> EXERCISE REQUIREMENTS
Please give the data below again in full, exactly as it stands.

--- begin DATA SUPPLIED ---

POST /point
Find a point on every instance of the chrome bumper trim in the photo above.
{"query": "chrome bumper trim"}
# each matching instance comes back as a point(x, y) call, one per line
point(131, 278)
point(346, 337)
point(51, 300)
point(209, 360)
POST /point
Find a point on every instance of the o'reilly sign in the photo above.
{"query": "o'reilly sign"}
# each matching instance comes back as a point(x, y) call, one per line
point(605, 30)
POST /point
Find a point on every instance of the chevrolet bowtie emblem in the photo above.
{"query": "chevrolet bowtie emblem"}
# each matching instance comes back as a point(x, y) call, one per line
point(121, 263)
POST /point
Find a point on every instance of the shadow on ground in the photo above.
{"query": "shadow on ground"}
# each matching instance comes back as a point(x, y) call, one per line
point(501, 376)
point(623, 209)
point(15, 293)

--- end DATA SUPPLIED ---

> EXPECTED OUTPUT
POST /point
Find a point on every instance of the chrome bumper trim in the photo above.
{"query": "chrome bumper trim"}
# each matching instance comes back as a point(x, y) call, one per line
point(131, 278)
point(346, 337)
point(51, 300)
point(209, 360)
POST /point
Find a point on every instance of the o'reilly sign in the photo above.
{"query": "o'reilly sign"}
# each matching instance comes back as a point(x, y) call, one per line
point(605, 30)
POST /point
Find a point on every instance of the chevrolet bowtie emblem in the photo above.
{"query": "chevrolet bowtie emblem"}
# each matching instance comes back as a point(x, y) call, one per line
point(121, 263)
POST /point
Find a point on every instance of the shadow on ground in the photo above.
{"query": "shadow on ground"}
# each matching instance comes back as a point(x, y) call, one per line
point(501, 376)
point(623, 209)
point(15, 293)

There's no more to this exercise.